Written instruction: Output the entries word for word. Omit images.
=== Dataset extract ===
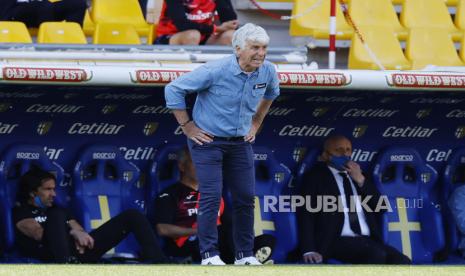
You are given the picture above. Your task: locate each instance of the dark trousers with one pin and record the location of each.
(35, 12)
(364, 250)
(230, 163)
(61, 245)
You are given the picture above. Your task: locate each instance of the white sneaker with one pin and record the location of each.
(247, 261)
(215, 260)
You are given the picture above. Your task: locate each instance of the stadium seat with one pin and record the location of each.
(414, 226)
(453, 177)
(105, 184)
(163, 173)
(15, 161)
(272, 179)
(379, 13)
(383, 43)
(433, 46)
(122, 12)
(61, 32)
(115, 33)
(14, 32)
(428, 14)
(312, 20)
(88, 26)
(308, 162)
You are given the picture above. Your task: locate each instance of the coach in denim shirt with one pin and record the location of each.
(233, 96)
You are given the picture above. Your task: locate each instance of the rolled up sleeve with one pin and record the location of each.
(193, 82)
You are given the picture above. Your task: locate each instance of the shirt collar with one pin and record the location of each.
(236, 69)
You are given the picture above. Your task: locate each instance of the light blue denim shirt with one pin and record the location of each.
(457, 207)
(227, 97)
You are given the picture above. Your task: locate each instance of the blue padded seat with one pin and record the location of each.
(105, 184)
(414, 226)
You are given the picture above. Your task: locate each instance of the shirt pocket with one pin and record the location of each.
(258, 92)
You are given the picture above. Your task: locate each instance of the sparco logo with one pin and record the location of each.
(460, 132)
(280, 111)
(298, 154)
(27, 155)
(320, 111)
(109, 108)
(359, 131)
(407, 132)
(103, 155)
(44, 127)
(150, 128)
(401, 158)
(423, 113)
(260, 156)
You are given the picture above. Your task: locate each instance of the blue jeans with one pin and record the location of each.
(230, 163)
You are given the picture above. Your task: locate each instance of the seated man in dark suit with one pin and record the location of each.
(51, 233)
(349, 234)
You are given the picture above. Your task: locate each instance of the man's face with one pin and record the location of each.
(339, 147)
(252, 55)
(46, 192)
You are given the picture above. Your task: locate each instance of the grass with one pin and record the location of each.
(189, 270)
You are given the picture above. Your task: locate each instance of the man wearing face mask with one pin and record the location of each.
(348, 234)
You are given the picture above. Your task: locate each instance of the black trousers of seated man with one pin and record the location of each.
(364, 250)
(60, 244)
(34, 13)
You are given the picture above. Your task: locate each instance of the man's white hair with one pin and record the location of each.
(249, 32)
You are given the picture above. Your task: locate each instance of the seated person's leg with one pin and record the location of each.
(358, 250)
(56, 236)
(33, 13)
(221, 39)
(116, 229)
(189, 37)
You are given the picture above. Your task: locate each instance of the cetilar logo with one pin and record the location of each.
(150, 128)
(44, 127)
(359, 131)
(109, 108)
(5, 107)
(460, 132)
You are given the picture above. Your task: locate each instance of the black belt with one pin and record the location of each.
(229, 139)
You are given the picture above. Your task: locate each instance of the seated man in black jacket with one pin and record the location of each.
(192, 22)
(35, 12)
(351, 235)
(50, 233)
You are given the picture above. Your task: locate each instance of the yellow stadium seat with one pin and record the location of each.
(88, 26)
(459, 19)
(14, 32)
(383, 43)
(429, 14)
(115, 33)
(315, 22)
(61, 32)
(379, 13)
(431, 46)
(124, 12)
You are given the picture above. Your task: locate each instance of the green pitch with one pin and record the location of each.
(189, 270)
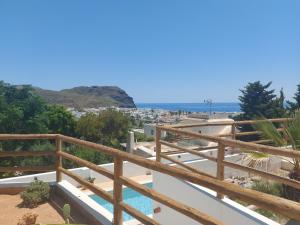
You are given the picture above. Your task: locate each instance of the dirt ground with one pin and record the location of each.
(10, 213)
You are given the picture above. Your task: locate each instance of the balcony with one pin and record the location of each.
(190, 184)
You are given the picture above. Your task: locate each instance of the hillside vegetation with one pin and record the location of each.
===
Task solution:
You are given the picture above. Your task: locate each instance of the dark trousers with one pin and record the location of each.
(35, 12)
(364, 250)
(230, 163)
(61, 245)
You are given the picture above. Your task: locate each instance of the white sneaker with one pin and record the location of each.
(247, 261)
(215, 260)
You are given the picture above. Your task: locate each instance of the stadium seat with one pin and record the location of each.
(414, 226)
(453, 177)
(105, 184)
(163, 173)
(15, 161)
(272, 179)
(379, 13)
(383, 43)
(433, 46)
(122, 12)
(61, 32)
(115, 33)
(14, 32)
(428, 14)
(312, 20)
(88, 26)
(308, 162)
You are given the picture above. Your task: locate each instance of the coach in denim shirt with one pin and record the location of each.
(233, 96)
You are given the picture above. Your task: locate each instance of the rolled up sleeve with one pin and record the location of each.
(193, 82)
You are given the picture above. Your task: locate each instance of the shirt collar with one pin and record the location of each.
(236, 69)
You are given the picture above. Your task: locate each instance of the light blue denim shirt with one pin and record the location of each.
(457, 207)
(227, 97)
You are given the picture above. Your task: locate each instance of the blue padded seat with one pin and record the location of each.
(105, 184)
(414, 226)
You are given the picture above. Your task: locate each instance of the shirt pocket with one pin and record the location of each.
(258, 92)
You are given the picture above. Your task: locate each instance of the sparco logo with one pin and record the location of each.
(460, 132)
(280, 111)
(298, 154)
(27, 155)
(320, 111)
(109, 108)
(359, 131)
(407, 132)
(103, 155)
(44, 127)
(150, 128)
(401, 158)
(423, 113)
(260, 156)
You are given the picture above. Your task: locate each instance of the blue jeans with one pin and record the location of each.
(230, 163)
You are given the picture above. Your task: locate each instance of the seated man in dark suit with one pin and record the location of each.
(51, 233)
(349, 234)
You are given the picture above. Your task: locate each instance of the man's face with one pin and record the location of each.
(339, 147)
(252, 55)
(46, 192)
You are given the picture above. Your task: locate each instance of the grass with one pin and record the location of each.
(189, 270)
You are given the picture above. Your task: locate each instance of the man wearing face mask with one pin and record the location of each.
(348, 234)
You are given the picture above. Your task: locate each instance of the black trousers of seated man with one pin and record the location of each.
(364, 250)
(60, 244)
(34, 13)
You are given the picture above. Your task: locate each instance of the man's white hair with one pin and record the location of each.
(249, 32)
You are given the picture above. Your task: locate each instance of the seated person's leg with one pin and record the location of each.
(358, 250)
(56, 236)
(33, 13)
(221, 39)
(116, 229)
(189, 37)
You are given the picture above. Your task: locate each instance of the cetilar logo with one pin and record the location of each.
(150, 128)
(44, 127)
(359, 131)
(109, 108)
(5, 107)
(460, 132)
You are given the picture above. Your task: locate each instance of the black belt with one pin and record the location of each.
(229, 139)
You are given the picture above. Your task: locate each instance of the seated man in black jacket with one pin and record the location of each.
(192, 22)
(35, 12)
(351, 235)
(50, 233)
You are given the picture above. Your task: locate each instance of the yellow stadium seat with one pin and record the location of each.
(88, 26)
(459, 19)
(14, 32)
(383, 43)
(429, 14)
(115, 33)
(315, 22)
(61, 32)
(379, 13)
(431, 46)
(124, 12)
You are given the picture above. Your task: locate each instance of the green pitch with one pin and record the location of each.
(189, 270)
You are given the picture above. Your task: locate each instance of the dirt ground with one pin and record the location of each.
(10, 213)
You are given the picture above. Your task: locate each instance of the balcony with one pin and record the location of each.
(190, 184)
You are given the picture above. Your task: locate each instance of the hillside vegetation with one pin and record the location of each.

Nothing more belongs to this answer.